>> BEGIN Reading passage

The hypothesis is that precisely with the 1930s the return of the political, call it what you will, of the autonomy, of the primacy, of the anticipation of the political, the opening – that is – of a new classical phase of politics is accompanied by a history of the State on the grand scale [in grande], where the origins of modern bourgeois power – unity and concentration, sovereignty and violence, the machine and the prince – are once again decisive. Naturally there are great changes: new paths, ideological apparatuses, grand solutions to mass organization, and the planned control of economic contradictions. But in this phase I would like to underline and hold to the common ground of correspondences and echoes [richiami] between the two periods, that of the origins and that of the great crisis, between the long process of the transition to capitalism and the epoch of the “great transformation.” From here stems the almost obligatory choice of classical political thought, in the sixteenth and seventeenth centuries, as the terrain of study of living problems and the encounter with the model of political revolution, as the intersection of conditions for the passage to capitalism. At the same time, the setting to work, in practice, of the relationship between the economic crisis and the political exit from the crisis. I do not want to claim that everything holds together. But at a time when the “organic” has become a bad word, to lay claim to the organic nature of a course of study might be useful. Not in order to go against the current but to demonstrate that, in addition to studying, one can also understand.26
What I particularly want to highlight in this rich passage is the clear statement that the political is not the state – it is not only the state, but even precedes it and may – and sometimes does – become concentrated in it.27 This process of the original coming together of the political in the state is what Tronti calls, in an almost identical formulation to that used by Louis Althusser at this time, an “originary accumulation of the political.”28 This is the period of the formation of national states that accompanied but is irreducible to the transition to capitalism. So, while it is clear from the origins of modern politics that politics and the state were thrown together violently in an originary accumulation of the political, in the course of the late nineteenth and early twentieth centuries we encounter the bourgeois fear of the breaking apart of this unity, when the state loses the monopoly on the political – either to the working class and its organizations (even the reformist ones such as trade unions), to large corporations, to international bodies, or even to markets.29 Carl Schmitt’s sensitivity to the gradual erosion of sovereign authority and the ever-increasing threat of potestas indirecta makes him a privileged interlocutor for Tronti, for while the discussion of the political is one concerning the “complex path of the sometimes contradictory relationship between the political and the state,” Tronti is looking to this relationship of the political to the state so as to take stock, “in Marxist and Leninist terms, of the possibility, the probability of an original way to power.”30
So, have we answered our question? Why did Tronti dedicate so much time in the 1970s to the study of the bourgeois state over the longue durée and concern himself with the transformations of the political over the same period? It is because he contended that it was only a detailed study of the bourgeois state since its origins in the 16th century, which marks the start of an epoch within which we continue to operate, and of the – frequently contradictory – relations between the political and the state over this period, that could provide the workers’ movement with sufficiently sophisticated analytical and practical tools to begin to grasp the mechanisms for the appropriation and the transformation of the state. The 1930s signalled a reprise of the political after a century in which it had, for much of the time, been subordinated to the economic; this came together with a return of the “grande storia” of the state – the conjuncture again of “political maneuvering of the class struggles” through the “political control” over the social, and the “new political management of a new economic cycle;”31 to study this reprise of the origins of bourgeois power, with all the novelties that intervened in the meantime, could provide the working class with analytical and practical tools for the transformation of the state, so that it could truly “count politically.”

>> END Reading passage
>> BEGIN Recorded information

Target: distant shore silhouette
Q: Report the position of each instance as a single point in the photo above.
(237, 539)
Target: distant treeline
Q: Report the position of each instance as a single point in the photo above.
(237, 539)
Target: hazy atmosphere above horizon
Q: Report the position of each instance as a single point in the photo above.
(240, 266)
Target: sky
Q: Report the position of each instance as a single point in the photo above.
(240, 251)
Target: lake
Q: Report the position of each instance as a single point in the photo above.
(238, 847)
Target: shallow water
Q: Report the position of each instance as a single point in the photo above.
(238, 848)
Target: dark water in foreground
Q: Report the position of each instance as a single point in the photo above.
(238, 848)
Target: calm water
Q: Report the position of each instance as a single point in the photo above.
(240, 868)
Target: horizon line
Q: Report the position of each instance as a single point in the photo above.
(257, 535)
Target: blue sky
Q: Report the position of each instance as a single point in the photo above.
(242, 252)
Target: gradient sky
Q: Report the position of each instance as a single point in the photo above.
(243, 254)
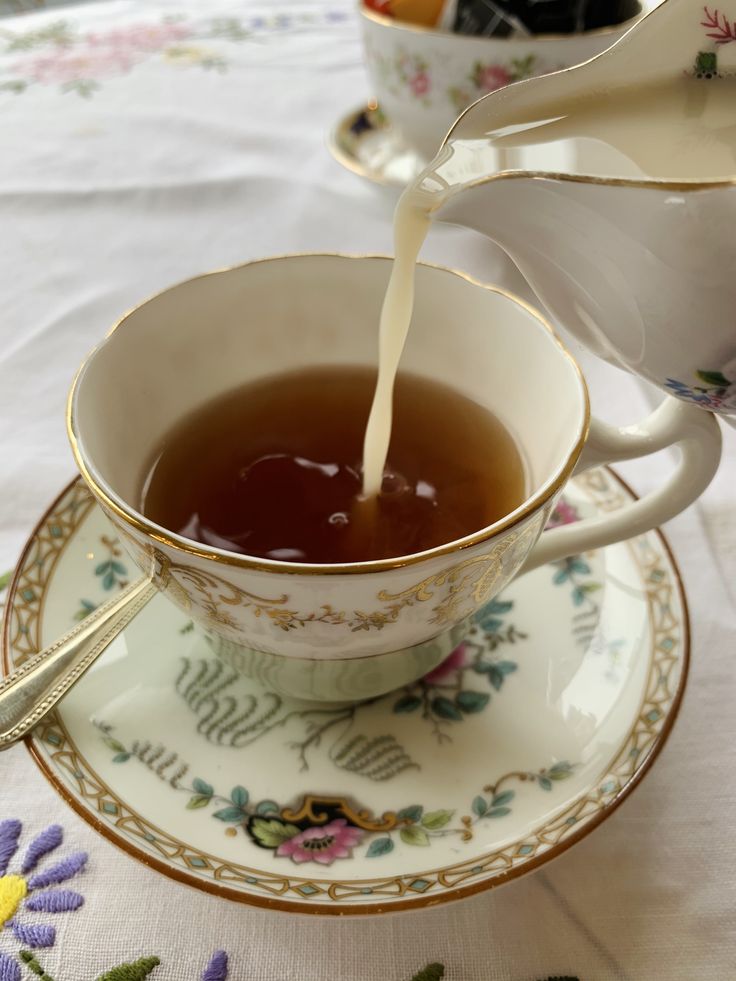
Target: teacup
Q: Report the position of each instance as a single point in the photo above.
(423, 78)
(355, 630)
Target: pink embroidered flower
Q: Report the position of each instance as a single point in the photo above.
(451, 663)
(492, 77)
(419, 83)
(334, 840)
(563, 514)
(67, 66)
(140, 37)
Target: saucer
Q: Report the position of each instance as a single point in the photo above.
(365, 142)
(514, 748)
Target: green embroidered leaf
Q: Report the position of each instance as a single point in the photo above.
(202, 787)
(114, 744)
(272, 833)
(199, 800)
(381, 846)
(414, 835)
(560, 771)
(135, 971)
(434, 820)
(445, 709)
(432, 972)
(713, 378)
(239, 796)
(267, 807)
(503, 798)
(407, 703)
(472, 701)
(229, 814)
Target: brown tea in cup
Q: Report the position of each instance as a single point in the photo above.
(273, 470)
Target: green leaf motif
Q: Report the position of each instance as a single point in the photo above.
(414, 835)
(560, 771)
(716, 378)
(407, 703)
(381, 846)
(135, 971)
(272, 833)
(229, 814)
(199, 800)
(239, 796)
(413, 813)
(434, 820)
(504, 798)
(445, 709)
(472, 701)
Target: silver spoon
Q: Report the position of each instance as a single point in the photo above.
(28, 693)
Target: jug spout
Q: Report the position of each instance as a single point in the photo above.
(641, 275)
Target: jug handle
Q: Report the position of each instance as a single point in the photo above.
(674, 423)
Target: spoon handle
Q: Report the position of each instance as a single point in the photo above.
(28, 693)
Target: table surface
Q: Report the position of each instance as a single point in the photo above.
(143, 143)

>> END Recorded information
>> BEGIN Recorded information

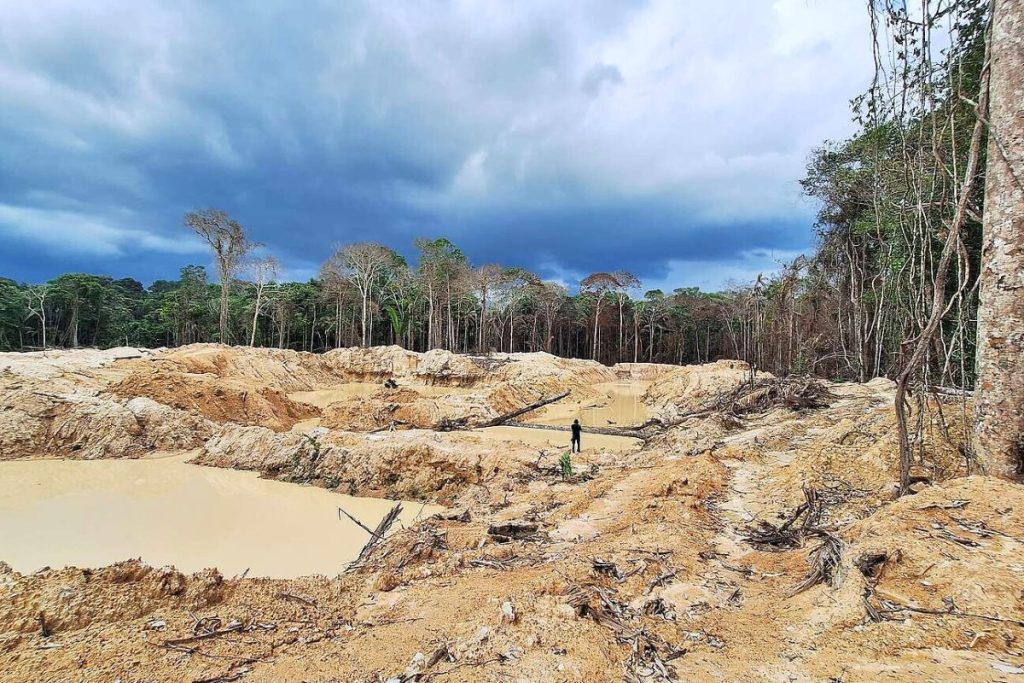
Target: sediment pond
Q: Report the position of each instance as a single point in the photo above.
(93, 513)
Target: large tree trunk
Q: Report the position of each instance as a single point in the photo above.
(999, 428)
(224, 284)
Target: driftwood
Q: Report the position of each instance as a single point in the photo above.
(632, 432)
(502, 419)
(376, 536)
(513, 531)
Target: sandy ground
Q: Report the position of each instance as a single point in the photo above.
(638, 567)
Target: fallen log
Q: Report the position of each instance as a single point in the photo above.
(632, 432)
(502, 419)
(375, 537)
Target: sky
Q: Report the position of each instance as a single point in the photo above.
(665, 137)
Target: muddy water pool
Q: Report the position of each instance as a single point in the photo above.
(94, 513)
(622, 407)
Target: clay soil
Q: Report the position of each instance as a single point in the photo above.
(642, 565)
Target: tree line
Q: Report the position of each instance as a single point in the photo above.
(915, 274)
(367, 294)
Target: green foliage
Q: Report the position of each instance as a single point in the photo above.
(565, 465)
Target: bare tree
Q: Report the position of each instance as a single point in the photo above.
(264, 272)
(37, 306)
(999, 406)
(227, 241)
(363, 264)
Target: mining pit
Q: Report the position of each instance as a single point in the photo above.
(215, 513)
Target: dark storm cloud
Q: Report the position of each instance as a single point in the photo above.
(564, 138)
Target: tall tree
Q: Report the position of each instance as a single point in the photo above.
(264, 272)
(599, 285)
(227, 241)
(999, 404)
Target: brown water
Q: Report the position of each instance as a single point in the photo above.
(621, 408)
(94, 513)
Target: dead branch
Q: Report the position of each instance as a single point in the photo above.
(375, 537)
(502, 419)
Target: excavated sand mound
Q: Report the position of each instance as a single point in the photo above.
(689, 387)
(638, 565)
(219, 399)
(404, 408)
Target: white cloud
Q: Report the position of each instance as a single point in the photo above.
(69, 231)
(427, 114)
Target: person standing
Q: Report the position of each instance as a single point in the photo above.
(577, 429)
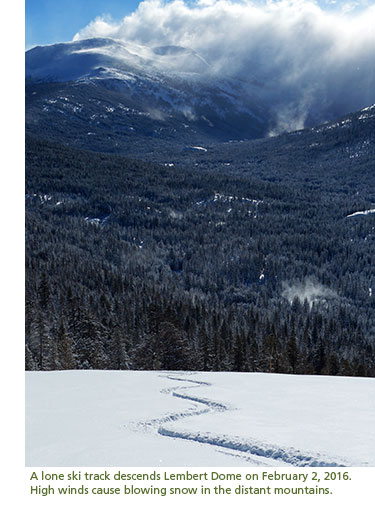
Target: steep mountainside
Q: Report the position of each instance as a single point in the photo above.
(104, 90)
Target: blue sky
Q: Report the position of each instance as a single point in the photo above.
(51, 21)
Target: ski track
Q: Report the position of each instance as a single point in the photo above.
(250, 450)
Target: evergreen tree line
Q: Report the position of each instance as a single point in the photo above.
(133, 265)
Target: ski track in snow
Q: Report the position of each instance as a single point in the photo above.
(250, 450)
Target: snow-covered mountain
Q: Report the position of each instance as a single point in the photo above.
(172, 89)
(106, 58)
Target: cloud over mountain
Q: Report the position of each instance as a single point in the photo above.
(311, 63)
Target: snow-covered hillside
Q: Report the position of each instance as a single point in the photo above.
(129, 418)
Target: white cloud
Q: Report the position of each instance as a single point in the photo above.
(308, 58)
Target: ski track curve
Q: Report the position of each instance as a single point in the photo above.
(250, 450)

>> END Recorded information

**What is asked:**
1. In the passage on Tronti and the state, what does Tronti call the original coming together of the political in the state?
2. Collect every line of the records that contains the word "embroidered".

**In response:**
1. An "originary accumulation of the political."

2.
Target: pink embroidered flower
Target: green embroidered leaf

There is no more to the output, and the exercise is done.